STATED PROBLEM:
From the line containing "of the mottled" down to the last line of the records below, copy every line exactly. Leave out everything before it.

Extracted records
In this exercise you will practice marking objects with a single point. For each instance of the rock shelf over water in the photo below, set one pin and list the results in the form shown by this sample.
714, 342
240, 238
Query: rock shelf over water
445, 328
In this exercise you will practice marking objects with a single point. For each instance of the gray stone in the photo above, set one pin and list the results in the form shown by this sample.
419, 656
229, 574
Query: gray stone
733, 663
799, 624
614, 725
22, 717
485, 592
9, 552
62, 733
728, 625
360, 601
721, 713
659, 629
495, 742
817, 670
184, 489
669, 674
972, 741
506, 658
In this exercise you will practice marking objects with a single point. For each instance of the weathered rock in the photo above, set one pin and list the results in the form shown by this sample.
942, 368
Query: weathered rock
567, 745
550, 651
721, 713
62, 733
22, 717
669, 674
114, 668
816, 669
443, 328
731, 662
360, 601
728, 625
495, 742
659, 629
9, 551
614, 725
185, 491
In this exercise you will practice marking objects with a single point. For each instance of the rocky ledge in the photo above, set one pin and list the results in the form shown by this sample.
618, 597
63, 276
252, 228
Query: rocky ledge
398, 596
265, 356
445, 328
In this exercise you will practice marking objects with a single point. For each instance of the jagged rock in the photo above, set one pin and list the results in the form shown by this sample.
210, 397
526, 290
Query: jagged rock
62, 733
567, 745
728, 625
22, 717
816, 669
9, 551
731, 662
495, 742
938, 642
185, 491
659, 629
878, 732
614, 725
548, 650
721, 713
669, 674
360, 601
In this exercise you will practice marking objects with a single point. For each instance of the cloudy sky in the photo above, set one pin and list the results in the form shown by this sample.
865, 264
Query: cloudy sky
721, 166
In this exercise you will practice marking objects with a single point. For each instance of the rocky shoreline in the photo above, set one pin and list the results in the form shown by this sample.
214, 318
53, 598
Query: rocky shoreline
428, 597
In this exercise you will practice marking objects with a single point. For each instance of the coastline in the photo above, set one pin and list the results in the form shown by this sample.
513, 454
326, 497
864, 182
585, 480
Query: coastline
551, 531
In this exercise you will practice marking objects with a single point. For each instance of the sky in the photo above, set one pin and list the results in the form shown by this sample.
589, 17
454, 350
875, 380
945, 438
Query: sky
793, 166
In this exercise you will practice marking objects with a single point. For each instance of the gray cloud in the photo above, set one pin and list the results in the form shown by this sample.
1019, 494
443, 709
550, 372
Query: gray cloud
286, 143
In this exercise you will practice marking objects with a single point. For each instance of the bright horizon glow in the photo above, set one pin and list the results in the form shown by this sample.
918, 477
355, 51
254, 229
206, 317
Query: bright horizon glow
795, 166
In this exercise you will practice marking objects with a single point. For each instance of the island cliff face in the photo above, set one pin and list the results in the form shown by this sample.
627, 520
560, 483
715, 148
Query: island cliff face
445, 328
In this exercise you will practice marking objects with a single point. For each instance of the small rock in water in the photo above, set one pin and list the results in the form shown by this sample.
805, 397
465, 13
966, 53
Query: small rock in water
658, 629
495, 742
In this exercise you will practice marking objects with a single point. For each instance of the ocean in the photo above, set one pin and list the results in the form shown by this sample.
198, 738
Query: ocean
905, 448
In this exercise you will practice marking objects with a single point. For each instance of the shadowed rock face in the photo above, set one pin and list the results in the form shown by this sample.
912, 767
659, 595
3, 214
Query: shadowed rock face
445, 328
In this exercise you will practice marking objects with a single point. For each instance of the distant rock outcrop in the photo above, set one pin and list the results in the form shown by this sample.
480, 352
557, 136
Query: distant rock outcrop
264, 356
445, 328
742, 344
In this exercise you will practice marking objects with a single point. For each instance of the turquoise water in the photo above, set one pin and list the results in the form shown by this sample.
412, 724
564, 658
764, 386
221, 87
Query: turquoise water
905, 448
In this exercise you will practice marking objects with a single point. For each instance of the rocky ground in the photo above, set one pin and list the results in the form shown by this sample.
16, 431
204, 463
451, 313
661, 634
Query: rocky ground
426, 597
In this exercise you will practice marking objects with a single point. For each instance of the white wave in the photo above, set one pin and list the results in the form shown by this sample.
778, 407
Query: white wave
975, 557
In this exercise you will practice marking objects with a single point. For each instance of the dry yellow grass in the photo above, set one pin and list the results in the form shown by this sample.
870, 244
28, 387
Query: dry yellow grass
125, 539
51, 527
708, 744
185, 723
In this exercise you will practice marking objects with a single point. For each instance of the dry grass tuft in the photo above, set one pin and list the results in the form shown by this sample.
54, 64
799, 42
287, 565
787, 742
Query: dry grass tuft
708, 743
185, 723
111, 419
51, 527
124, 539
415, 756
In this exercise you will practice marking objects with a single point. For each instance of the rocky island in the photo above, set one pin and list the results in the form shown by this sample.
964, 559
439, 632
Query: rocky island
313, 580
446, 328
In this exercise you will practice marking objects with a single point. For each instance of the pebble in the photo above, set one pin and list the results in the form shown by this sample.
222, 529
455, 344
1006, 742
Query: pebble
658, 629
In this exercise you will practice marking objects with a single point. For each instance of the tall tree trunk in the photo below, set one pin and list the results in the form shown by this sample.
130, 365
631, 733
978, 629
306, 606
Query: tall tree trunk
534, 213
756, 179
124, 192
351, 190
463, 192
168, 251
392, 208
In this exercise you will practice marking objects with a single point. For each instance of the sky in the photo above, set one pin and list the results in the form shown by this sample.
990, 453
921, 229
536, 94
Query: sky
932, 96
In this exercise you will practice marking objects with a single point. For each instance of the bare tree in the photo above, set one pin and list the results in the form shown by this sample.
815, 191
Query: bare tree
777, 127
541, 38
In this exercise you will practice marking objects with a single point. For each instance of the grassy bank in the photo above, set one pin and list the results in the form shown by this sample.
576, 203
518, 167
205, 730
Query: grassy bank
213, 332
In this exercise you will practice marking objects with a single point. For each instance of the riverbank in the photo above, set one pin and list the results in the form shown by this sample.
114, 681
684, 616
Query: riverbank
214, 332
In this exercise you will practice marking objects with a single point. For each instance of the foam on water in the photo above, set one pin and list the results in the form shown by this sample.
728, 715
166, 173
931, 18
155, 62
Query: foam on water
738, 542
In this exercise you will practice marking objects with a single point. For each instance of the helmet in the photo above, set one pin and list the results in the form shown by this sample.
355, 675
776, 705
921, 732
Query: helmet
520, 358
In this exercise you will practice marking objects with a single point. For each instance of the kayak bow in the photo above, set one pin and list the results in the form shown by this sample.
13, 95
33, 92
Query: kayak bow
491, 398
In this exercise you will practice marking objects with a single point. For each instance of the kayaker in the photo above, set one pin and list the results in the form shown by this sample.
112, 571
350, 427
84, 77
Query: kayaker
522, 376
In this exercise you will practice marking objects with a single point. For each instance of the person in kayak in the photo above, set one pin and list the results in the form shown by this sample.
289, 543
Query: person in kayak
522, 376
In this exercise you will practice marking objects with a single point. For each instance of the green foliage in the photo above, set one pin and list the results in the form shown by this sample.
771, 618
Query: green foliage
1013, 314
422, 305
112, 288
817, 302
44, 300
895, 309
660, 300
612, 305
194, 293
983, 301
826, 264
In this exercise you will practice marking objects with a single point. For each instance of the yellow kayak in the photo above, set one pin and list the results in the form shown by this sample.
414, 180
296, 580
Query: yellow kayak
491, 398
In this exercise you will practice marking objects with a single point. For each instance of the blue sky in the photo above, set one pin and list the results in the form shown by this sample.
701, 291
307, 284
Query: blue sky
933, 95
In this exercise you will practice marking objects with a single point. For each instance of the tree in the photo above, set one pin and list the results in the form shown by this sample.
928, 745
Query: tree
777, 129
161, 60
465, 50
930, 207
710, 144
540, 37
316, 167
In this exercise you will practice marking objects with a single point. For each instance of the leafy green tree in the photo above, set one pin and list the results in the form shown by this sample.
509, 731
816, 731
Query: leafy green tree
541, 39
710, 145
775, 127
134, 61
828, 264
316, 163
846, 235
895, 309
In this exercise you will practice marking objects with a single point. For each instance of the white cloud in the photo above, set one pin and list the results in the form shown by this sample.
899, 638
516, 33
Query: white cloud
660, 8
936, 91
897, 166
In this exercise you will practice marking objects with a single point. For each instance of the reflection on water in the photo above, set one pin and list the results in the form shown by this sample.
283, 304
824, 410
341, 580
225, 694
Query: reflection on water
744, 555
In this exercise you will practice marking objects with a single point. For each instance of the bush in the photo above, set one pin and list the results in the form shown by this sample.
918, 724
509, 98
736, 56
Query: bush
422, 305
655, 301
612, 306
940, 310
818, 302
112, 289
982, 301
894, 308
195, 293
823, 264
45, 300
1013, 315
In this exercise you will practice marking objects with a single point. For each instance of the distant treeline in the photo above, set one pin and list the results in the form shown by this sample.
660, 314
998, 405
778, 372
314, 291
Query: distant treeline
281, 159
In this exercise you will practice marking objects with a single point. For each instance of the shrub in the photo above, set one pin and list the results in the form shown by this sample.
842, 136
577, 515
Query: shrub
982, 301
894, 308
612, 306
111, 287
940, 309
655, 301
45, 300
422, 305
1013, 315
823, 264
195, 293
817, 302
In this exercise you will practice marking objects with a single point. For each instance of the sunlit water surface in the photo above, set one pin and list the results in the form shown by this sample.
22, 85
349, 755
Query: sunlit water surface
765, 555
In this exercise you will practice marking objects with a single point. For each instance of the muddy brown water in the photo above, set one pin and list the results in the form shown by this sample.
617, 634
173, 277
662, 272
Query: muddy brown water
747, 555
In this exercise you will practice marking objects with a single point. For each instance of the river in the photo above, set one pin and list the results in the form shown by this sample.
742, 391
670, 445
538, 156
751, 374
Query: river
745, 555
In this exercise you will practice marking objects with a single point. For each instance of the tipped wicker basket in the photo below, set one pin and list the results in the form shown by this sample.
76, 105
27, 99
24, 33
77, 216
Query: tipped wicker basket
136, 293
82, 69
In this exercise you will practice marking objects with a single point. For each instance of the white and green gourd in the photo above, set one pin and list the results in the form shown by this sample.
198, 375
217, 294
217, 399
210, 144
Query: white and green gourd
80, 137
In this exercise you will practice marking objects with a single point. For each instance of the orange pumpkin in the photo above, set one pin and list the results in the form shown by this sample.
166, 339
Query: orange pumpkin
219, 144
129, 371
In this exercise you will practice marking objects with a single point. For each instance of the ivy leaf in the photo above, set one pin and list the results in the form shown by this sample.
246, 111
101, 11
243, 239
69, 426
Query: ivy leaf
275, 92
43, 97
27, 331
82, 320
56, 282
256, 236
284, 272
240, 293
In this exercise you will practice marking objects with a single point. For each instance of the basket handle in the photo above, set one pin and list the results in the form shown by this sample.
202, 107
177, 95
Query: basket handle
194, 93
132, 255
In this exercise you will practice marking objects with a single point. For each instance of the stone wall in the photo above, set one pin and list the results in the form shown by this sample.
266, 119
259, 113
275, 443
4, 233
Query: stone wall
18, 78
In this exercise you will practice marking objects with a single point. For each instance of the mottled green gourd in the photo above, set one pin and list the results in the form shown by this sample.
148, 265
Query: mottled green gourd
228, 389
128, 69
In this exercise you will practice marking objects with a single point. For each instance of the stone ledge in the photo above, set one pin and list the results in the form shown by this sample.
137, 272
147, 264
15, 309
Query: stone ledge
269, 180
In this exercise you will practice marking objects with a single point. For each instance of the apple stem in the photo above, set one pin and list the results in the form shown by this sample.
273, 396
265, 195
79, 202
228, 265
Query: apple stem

WRITTEN SOLUTION:
In this exercise you will practice marking objects with a single point. For each instance of the mottled green gourd in the photo above, set one pin and list the results in the form shown by this sample.
148, 265
Query: mottled green gourd
228, 389
128, 69
In this exercise you will practice marking objects with a single point. For each instance of the stone ledge in the photo above, set one pin and list the results in the form shown by this sample.
137, 272
147, 264
15, 309
Query: stone ledge
269, 180
In this exercise you will practice marking objects with a single point. For each instance of the apple stem in the photo above, set one pin and list the results in the form shown by this sample.
273, 396
265, 195
79, 202
228, 265
Query: apple stem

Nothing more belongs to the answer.